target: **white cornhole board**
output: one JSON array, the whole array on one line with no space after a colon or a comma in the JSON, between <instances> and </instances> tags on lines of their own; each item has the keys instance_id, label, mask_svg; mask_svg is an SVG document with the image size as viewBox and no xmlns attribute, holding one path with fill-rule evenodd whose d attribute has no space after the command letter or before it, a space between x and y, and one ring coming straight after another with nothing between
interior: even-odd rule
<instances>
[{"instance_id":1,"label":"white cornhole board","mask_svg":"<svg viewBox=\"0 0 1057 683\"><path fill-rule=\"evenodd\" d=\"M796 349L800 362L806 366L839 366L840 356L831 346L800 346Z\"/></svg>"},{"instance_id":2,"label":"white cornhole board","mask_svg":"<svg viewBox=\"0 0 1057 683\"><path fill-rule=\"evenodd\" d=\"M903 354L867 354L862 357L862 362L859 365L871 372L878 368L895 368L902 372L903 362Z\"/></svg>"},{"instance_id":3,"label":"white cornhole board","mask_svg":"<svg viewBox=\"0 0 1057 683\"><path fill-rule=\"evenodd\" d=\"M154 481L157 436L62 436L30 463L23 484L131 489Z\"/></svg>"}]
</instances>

────────────────

> **Verilen görev**
Yukarıdaki verinin bütün satırlarını lütfen hiçbir değişiklik yapmadan tekrarlayın.

> **Alıştırma sonucu**
target: **white cornhole board**
output: one JSON array, the whole array on one line with no space after a colon or a comma in the JSON, between <instances> and </instances> tags on lines of their own; each item has the keys instance_id, label, mask_svg; mask_svg is an SVG document with the image size as viewBox and no xmlns attribute, holding one path with fill-rule evenodd whose d attribute has no space after the command letter or before it, a space between x and y, and one ring coming straight after another with nothing between
interior: even-odd rule
<instances>
[{"instance_id":1,"label":"white cornhole board","mask_svg":"<svg viewBox=\"0 0 1057 683\"><path fill-rule=\"evenodd\" d=\"M796 349L800 362L806 366L839 366L840 356L831 346L800 346Z\"/></svg>"},{"instance_id":2,"label":"white cornhole board","mask_svg":"<svg viewBox=\"0 0 1057 683\"><path fill-rule=\"evenodd\" d=\"M903 354L867 354L862 357L862 362L859 365L871 372L878 368L895 368L902 372L903 362Z\"/></svg>"},{"instance_id":3,"label":"white cornhole board","mask_svg":"<svg viewBox=\"0 0 1057 683\"><path fill-rule=\"evenodd\" d=\"M154 481L157 436L62 436L30 463L23 484L131 489Z\"/></svg>"}]
</instances>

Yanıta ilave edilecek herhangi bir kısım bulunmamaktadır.